= Instructions for the task =
Please find every line in the data below that contains the string "woody" and copy each of those lines. Case counts.

= Raw data =

** START **

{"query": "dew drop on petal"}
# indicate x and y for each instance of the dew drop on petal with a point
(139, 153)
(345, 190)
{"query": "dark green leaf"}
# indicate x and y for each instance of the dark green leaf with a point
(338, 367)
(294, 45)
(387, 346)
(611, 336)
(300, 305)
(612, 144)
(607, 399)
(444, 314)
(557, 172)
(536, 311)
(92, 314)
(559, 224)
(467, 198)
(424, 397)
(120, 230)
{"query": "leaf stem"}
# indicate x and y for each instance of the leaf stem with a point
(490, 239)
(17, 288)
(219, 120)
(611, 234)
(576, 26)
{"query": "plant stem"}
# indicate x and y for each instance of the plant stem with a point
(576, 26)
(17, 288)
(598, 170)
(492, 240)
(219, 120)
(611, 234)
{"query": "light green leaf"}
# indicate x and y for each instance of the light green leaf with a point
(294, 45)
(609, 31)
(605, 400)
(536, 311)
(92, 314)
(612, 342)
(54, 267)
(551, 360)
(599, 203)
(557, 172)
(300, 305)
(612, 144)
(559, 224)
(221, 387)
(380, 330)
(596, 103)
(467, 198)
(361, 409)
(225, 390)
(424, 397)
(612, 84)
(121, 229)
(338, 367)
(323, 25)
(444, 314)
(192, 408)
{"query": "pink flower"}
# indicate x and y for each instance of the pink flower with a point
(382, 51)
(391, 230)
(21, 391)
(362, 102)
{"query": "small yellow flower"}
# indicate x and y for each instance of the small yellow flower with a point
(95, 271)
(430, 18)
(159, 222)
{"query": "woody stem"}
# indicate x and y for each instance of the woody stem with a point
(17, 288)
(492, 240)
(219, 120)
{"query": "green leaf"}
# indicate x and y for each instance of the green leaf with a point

** END **

= Exercise answer =
{"query": "woody stem"}
# indicate x and y for each instance of the woody stem with a point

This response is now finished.